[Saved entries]
-------------------------

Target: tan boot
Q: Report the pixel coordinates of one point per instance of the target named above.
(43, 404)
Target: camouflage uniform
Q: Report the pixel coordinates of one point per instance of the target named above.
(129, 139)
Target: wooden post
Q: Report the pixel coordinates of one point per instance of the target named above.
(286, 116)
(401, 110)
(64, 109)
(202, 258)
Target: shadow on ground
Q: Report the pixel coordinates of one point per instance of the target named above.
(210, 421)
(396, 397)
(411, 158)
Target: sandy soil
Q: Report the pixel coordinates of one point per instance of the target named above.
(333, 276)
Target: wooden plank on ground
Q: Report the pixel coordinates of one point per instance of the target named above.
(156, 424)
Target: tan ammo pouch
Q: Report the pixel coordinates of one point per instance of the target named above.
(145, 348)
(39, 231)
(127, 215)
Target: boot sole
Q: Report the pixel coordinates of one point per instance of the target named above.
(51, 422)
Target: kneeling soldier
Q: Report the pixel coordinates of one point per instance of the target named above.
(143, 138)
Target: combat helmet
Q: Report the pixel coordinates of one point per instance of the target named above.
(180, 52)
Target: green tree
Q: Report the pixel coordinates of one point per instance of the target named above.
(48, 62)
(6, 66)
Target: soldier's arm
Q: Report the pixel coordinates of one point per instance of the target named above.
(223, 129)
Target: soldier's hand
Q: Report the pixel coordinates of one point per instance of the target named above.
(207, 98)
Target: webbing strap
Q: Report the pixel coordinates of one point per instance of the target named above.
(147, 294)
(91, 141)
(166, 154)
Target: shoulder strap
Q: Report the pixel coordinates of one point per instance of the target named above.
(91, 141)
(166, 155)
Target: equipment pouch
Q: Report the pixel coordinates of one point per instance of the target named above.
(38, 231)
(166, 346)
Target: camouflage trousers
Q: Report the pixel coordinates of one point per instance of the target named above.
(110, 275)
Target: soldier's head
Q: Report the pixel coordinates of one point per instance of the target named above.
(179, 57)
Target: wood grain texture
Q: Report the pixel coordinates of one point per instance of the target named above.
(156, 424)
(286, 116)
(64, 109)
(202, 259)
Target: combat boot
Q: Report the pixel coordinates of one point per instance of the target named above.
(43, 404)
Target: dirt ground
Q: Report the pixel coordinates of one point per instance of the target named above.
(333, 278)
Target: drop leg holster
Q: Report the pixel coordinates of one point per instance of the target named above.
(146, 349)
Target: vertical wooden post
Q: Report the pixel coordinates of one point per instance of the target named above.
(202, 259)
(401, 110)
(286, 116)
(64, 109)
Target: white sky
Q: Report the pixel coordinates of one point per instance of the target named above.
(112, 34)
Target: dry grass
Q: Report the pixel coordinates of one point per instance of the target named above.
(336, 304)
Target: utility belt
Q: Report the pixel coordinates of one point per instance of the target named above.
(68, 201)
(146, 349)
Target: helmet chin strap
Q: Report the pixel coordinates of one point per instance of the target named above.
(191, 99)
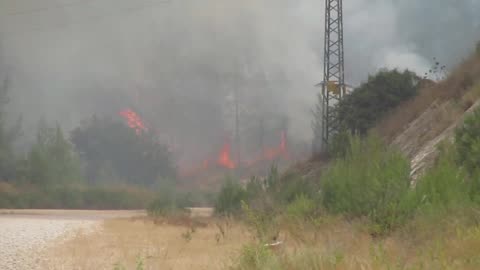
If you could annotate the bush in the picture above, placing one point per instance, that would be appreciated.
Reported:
(444, 185)
(372, 180)
(302, 208)
(111, 149)
(169, 202)
(257, 257)
(230, 197)
(467, 142)
(361, 110)
(52, 161)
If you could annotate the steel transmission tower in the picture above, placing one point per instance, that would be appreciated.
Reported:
(333, 84)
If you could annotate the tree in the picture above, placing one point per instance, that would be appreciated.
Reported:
(7, 160)
(361, 110)
(52, 160)
(135, 158)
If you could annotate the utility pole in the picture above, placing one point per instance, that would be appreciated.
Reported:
(333, 84)
(237, 126)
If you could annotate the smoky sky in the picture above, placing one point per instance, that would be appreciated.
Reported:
(179, 62)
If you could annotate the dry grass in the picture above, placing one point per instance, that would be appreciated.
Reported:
(449, 243)
(205, 243)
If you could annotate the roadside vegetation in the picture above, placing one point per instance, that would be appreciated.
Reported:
(102, 164)
(364, 211)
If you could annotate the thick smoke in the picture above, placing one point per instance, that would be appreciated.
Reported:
(179, 62)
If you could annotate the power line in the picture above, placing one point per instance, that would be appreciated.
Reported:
(58, 6)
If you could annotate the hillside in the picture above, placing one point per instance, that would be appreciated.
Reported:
(418, 126)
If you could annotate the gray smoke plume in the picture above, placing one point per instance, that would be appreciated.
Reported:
(179, 62)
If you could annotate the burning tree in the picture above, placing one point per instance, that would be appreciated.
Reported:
(135, 157)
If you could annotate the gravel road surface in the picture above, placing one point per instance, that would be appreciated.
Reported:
(24, 234)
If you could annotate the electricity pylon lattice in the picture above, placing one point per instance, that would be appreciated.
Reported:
(333, 85)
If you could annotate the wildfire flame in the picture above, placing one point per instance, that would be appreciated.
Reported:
(133, 120)
(224, 158)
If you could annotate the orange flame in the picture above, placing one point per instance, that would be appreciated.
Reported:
(224, 158)
(133, 120)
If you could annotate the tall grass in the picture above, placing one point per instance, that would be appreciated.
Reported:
(370, 181)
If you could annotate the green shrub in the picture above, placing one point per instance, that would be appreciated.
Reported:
(230, 197)
(284, 189)
(257, 257)
(467, 142)
(372, 180)
(444, 185)
(302, 208)
(361, 110)
(52, 160)
(167, 203)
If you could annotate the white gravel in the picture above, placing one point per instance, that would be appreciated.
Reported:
(22, 238)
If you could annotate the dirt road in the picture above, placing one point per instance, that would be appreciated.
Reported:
(25, 234)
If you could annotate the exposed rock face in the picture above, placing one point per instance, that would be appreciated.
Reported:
(420, 139)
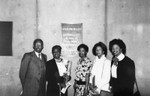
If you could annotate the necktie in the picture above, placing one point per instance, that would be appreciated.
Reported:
(115, 61)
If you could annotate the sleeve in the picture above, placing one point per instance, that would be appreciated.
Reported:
(23, 68)
(131, 72)
(105, 75)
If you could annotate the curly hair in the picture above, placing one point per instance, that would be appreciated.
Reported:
(118, 42)
(102, 45)
(83, 46)
(37, 40)
(56, 47)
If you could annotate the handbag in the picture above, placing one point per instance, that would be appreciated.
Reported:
(103, 92)
(137, 93)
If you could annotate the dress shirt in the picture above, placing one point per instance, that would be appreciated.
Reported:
(38, 54)
(101, 71)
(61, 68)
(114, 67)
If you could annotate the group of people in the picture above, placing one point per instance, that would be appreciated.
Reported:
(102, 77)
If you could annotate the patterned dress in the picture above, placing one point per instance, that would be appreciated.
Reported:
(83, 66)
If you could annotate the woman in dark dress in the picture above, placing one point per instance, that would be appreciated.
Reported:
(122, 69)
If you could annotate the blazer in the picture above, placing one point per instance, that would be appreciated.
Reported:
(124, 83)
(32, 74)
(53, 78)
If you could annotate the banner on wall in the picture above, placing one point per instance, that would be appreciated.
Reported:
(71, 38)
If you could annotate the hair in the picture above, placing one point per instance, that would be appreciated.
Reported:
(118, 42)
(83, 46)
(38, 40)
(102, 45)
(56, 47)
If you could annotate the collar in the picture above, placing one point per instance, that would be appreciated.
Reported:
(102, 57)
(121, 56)
(37, 54)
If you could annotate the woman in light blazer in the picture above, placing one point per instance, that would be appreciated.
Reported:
(100, 73)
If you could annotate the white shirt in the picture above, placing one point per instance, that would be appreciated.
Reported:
(37, 54)
(61, 68)
(101, 71)
(64, 66)
(114, 67)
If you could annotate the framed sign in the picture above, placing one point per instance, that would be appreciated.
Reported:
(71, 38)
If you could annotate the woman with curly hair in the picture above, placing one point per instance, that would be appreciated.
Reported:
(84, 65)
(122, 69)
(100, 73)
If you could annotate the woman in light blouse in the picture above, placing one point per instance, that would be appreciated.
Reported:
(100, 73)
(122, 69)
(84, 66)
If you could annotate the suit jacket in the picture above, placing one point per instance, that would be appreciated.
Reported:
(32, 74)
(53, 78)
(124, 83)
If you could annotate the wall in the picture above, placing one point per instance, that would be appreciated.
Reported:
(22, 14)
(54, 12)
(129, 20)
(126, 19)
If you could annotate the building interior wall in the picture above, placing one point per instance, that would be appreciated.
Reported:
(103, 20)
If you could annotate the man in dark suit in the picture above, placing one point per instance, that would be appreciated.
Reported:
(122, 69)
(32, 71)
(56, 74)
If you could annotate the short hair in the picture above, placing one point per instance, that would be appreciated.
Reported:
(38, 40)
(118, 42)
(86, 48)
(102, 45)
(56, 47)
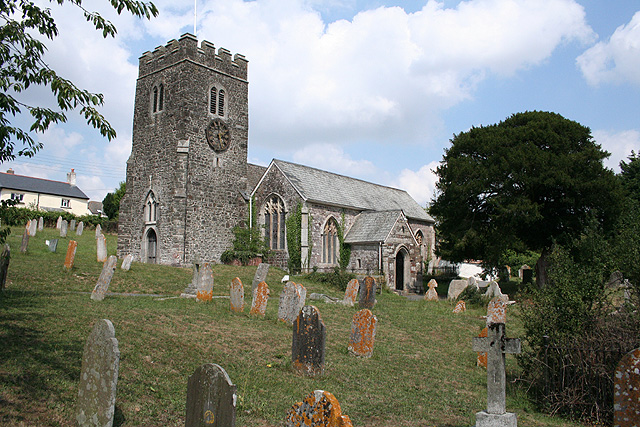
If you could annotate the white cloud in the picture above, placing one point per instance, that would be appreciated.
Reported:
(616, 60)
(420, 184)
(619, 144)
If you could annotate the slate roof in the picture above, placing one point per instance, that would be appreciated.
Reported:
(39, 185)
(324, 187)
(372, 226)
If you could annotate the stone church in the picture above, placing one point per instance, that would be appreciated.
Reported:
(189, 182)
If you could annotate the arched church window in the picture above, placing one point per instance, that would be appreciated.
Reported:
(330, 242)
(274, 223)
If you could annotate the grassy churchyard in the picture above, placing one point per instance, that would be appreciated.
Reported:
(422, 373)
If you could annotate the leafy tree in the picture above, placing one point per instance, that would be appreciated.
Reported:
(24, 27)
(111, 202)
(523, 184)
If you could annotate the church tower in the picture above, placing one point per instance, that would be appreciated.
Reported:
(187, 174)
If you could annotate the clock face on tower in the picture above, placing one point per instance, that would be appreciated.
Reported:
(218, 135)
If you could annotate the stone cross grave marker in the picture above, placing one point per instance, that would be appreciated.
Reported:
(432, 294)
(260, 276)
(5, 257)
(496, 345)
(363, 333)
(367, 293)
(260, 298)
(101, 248)
(98, 377)
(204, 290)
(626, 391)
(211, 398)
(104, 280)
(318, 409)
(126, 262)
(236, 295)
(308, 344)
(351, 294)
(71, 254)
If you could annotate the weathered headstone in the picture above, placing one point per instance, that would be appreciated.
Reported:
(351, 294)
(260, 298)
(432, 294)
(126, 262)
(104, 280)
(101, 248)
(309, 340)
(25, 241)
(211, 398)
(236, 294)
(367, 293)
(5, 257)
(260, 276)
(319, 409)
(98, 377)
(363, 333)
(204, 291)
(496, 345)
(626, 391)
(71, 254)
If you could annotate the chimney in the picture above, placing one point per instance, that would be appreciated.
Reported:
(71, 177)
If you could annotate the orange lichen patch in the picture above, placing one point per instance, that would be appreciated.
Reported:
(626, 391)
(259, 304)
(482, 356)
(460, 307)
(363, 333)
(71, 254)
(318, 409)
(496, 311)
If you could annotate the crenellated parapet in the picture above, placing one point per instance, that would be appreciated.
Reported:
(186, 48)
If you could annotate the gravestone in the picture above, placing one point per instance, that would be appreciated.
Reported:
(101, 248)
(5, 257)
(71, 254)
(319, 409)
(351, 294)
(363, 333)
(236, 294)
(626, 391)
(367, 293)
(211, 398)
(260, 298)
(126, 262)
(204, 290)
(98, 377)
(104, 280)
(432, 294)
(308, 344)
(496, 345)
(260, 276)
(25, 241)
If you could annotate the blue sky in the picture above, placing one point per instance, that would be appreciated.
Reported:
(370, 89)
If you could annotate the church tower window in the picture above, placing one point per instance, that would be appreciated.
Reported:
(274, 223)
(330, 242)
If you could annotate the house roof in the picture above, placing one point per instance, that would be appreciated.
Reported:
(324, 187)
(372, 226)
(39, 185)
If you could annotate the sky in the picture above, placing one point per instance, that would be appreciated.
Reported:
(371, 89)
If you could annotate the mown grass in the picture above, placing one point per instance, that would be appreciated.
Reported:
(422, 372)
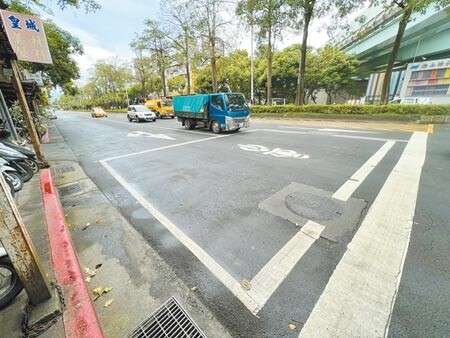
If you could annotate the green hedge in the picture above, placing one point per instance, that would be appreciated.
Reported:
(388, 111)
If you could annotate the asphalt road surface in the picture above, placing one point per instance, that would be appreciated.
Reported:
(284, 224)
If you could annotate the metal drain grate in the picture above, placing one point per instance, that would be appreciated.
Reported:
(63, 169)
(170, 320)
(70, 189)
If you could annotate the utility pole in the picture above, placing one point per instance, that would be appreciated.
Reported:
(26, 113)
(251, 65)
(17, 243)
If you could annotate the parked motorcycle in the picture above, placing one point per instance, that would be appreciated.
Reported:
(16, 160)
(10, 284)
(11, 176)
(29, 153)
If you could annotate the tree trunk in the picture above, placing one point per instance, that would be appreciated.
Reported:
(188, 71)
(398, 39)
(163, 79)
(212, 42)
(269, 69)
(299, 98)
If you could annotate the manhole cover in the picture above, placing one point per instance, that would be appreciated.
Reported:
(313, 207)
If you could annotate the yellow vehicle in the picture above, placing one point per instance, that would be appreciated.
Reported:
(98, 112)
(163, 107)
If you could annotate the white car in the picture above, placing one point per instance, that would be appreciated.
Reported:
(139, 112)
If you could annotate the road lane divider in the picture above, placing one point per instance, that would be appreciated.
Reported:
(215, 268)
(270, 277)
(360, 295)
(349, 187)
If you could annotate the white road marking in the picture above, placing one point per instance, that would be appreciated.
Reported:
(276, 152)
(264, 284)
(138, 133)
(348, 131)
(166, 147)
(360, 295)
(218, 271)
(369, 138)
(334, 135)
(349, 187)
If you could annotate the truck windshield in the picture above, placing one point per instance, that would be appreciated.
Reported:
(235, 102)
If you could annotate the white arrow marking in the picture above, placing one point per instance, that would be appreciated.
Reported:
(145, 134)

-------------------------

Task requirements: Retype the entries exactly from the first line, stopping after the line with "Target: shadow on ground".

Problem solution:
Target: tan boot
Q: Report the pixel coordinates of one point per instance of the target named above.
(43, 404)
Target: camouflage uniform
Q: Report the pixel coordinates of one point per instance of the target named above.
(129, 139)
Target: wooden post
Q: Report the pixel coordinates of one point per instance of the target named above.
(286, 116)
(401, 110)
(64, 109)
(202, 258)
Target: shadow on ground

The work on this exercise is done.